__Description of the task__:
Copy the records below verbatim, only the part that opens with the line containing "In the picture shown above, locate each white low" and closes with the line containing "[227,147,234,157]".

__Data__:

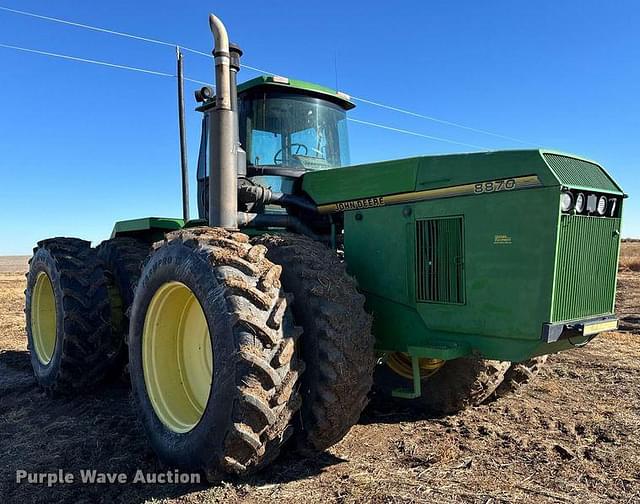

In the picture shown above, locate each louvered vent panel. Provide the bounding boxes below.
[416,217,464,304]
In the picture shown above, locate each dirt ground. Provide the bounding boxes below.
[0,248,640,504]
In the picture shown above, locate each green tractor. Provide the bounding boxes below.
[26,16,625,480]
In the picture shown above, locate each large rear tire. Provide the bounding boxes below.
[254,234,375,452]
[375,357,511,415]
[129,228,302,481]
[25,238,117,394]
[96,237,151,374]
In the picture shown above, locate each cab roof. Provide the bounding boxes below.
[238,75,355,110]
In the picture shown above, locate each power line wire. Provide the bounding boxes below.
[0,44,175,77]
[0,6,266,75]
[351,96,534,145]
[347,117,492,150]
[0,43,490,150]
[0,6,537,146]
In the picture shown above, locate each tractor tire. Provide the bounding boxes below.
[496,355,549,397]
[129,228,303,482]
[25,238,117,395]
[96,237,151,375]
[375,357,511,415]
[254,234,375,454]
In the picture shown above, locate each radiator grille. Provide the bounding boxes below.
[416,217,464,304]
[544,154,619,192]
[551,215,620,322]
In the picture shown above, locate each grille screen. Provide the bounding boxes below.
[544,154,619,191]
[551,215,620,322]
[416,217,464,304]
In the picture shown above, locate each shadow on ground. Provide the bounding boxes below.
[0,351,343,503]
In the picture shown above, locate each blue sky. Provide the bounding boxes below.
[0,0,640,255]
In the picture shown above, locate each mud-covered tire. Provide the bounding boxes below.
[96,237,151,374]
[375,357,510,415]
[253,234,375,452]
[129,228,303,481]
[496,355,549,397]
[25,238,117,394]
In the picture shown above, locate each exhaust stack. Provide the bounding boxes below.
[208,14,238,229]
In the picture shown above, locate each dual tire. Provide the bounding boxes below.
[25,238,119,394]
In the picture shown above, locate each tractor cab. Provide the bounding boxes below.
[197,76,355,215]
[238,77,353,170]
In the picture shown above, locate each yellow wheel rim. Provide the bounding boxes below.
[142,282,213,433]
[386,352,445,380]
[31,271,57,366]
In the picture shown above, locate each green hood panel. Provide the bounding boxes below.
[302,150,621,205]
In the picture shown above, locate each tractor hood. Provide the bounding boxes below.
[302,150,623,213]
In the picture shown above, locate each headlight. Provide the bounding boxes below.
[560,192,573,212]
[597,196,607,215]
[576,193,587,213]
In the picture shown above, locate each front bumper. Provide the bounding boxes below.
[541,315,618,343]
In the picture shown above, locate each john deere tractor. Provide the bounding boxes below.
[26,15,625,479]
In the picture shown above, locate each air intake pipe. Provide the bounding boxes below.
[208,14,238,229]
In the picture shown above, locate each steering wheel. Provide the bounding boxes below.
[273,144,309,165]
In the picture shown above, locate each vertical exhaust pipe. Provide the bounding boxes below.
[208,14,238,229]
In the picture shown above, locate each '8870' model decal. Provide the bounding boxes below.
[318,175,542,214]
[473,178,518,194]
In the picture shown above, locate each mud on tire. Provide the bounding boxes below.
[254,234,375,452]
[96,237,151,373]
[129,228,303,481]
[25,238,117,394]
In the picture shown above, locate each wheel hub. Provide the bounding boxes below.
[31,271,57,365]
[142,282,213,433]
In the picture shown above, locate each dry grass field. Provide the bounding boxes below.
[620,240,640,271]
[0,243,640,504]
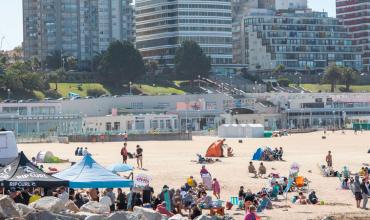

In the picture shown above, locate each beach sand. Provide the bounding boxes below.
[19,131,370,219]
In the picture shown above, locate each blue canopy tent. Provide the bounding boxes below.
[54,154,133,188]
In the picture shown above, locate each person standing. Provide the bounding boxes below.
[121,142,128,164]
[123,131,128,142]
[360,178,369,209]
[353,175,362,208]
[136,145,143,169]
[212,178,221,199]
[116,188,127,211]
[325,151,333,167]
[258,162,266,178]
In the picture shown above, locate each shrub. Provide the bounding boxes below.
[86,88,105,97]
[278,77,290,87]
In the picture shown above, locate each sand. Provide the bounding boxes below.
[19,131,370,219]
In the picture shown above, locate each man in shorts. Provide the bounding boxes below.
[136,145,143,169]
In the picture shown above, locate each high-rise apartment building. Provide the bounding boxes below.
[23,0,134,68]
[336,0,370,71]
[242,9,362,71]
[135,0,232,65]
[232,0,307,64]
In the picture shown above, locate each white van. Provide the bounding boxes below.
[0,131,18,166]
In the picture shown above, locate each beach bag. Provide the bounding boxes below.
[202,174,212,190]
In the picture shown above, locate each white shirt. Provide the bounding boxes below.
[99,196,112,207]
[82,149,87,156]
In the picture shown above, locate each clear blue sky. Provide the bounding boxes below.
[0,0,335,50]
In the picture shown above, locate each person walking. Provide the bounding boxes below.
[353,175,362,208]
[136,145,143,169]
[121,142,128,164]
[325,151,333,167]
[212,178,221,199]
[360,178,369,209]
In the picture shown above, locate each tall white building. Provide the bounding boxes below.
[135,0,232,65]
[23,0,134,66]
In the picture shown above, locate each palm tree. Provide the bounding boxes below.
[342,67,358,92]
[324,65,342,92]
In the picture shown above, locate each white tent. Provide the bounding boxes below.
[218,124,264,138]
[0,131,18,165]
[246,124,265,138]
[218,124,246,138]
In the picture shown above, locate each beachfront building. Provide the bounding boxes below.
[336,0,370,71]
[0,102,82,138]
[82,114,179,134]
[135,0,232,66]
[23,0,134,66]
[232,0,307,64]
[241,9,362,72]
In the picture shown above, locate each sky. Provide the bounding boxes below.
[0,0,335,50]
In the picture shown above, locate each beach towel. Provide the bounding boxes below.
[163,190,172,212]
[202,174,212,190]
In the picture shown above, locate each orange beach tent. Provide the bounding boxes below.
[206,140,224,157]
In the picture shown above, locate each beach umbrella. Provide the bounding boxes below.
[107,163,134,173]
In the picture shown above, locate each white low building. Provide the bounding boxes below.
[82,114,179,134]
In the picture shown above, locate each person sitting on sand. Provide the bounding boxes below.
[186,176,198,187]
[308,191,319,205]
[277,147,284,160]
[197,191,212,209]
[200,165,211,176]
[298,192,307,205]
[244,205,261,220]
[248,161,257,178]
[156,202,174,217]
[258,163,266,178]
[227,147,234,157]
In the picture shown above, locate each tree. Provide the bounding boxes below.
[45,50,62,70]
[65,56,77,70]
[31,57,41,71]
[273,64,285,75]
[145,60,158,75]
[323,65,342,92]
[341,67,359,92]
[99,41,145,86]
[49,68,67,91]
[175,41,211,80]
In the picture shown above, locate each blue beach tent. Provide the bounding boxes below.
[54,154,133,188]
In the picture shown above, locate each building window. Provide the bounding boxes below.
[105,122,112,131]
[113,122,121,131]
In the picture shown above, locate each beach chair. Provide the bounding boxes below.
[257,197,271,212]
[230,196,239,205]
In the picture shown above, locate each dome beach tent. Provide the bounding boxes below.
[53,154,133,188]
[0,131,18,165]
[0,152,68,188]
[206,140,224,157]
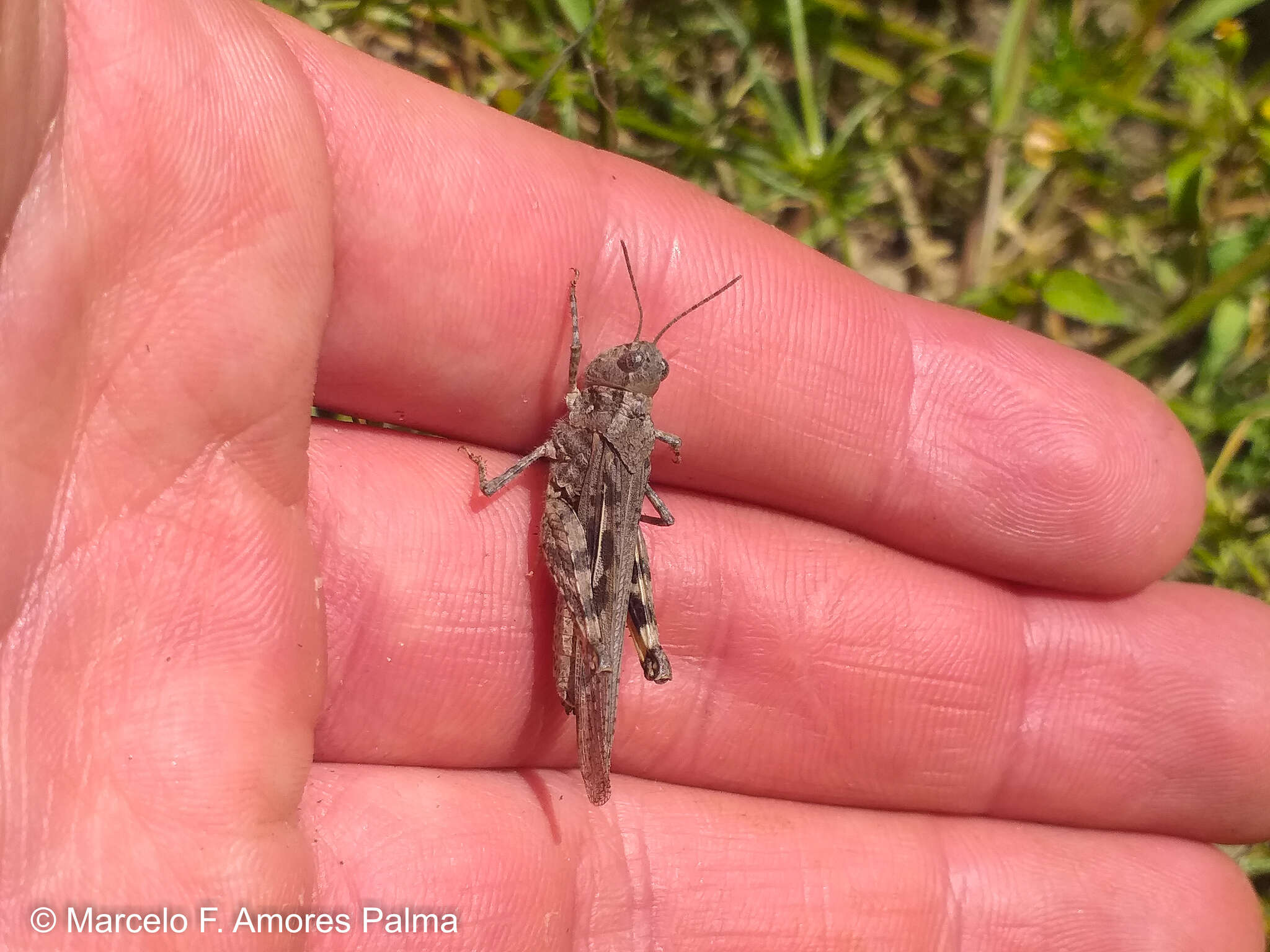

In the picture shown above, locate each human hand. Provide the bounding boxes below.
[0,0,1270,952]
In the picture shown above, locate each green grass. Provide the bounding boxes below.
[270,0,1270,939]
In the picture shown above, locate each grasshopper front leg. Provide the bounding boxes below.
[639,486,674,526]
[653,430,683,464]
[458,439,555,496]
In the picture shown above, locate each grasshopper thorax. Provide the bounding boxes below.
[585,340,670,396]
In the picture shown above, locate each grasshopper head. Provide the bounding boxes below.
[587,340,670,396]
[574,241,740,396]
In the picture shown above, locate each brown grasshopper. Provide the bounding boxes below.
[464,241,740,804]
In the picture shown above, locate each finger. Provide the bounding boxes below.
[310,425,1270,842]
[0,0,330,947]
[305,765,1263,952]
[280,20,1202,593]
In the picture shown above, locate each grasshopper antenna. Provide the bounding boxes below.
[655,274,740,346]
[617,240,644,340]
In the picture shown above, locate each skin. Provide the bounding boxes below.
[0,0,1270,952]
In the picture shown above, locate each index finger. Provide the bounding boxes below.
[281,22,1202,593]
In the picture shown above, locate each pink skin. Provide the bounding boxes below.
[0,0,1270,952]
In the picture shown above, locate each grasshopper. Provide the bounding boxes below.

__Worked answer__:
In the picture shown above, locate each white low building. Provide the bounding boxes below.
[82,114,179,134]
In the picture shown above, locate each person sitting on sand. Provide the bounding boxes below.
[186,176,198,187]
[308,191,319,205]
[277,147,284,160]
[197,191,212,209]
[200,165,211,176]
[298,192,307,205]
[244,205,261,220]
[248,161,257,178]
[156,202,174,217]
[258,163,266,178]
[227,147,234,157]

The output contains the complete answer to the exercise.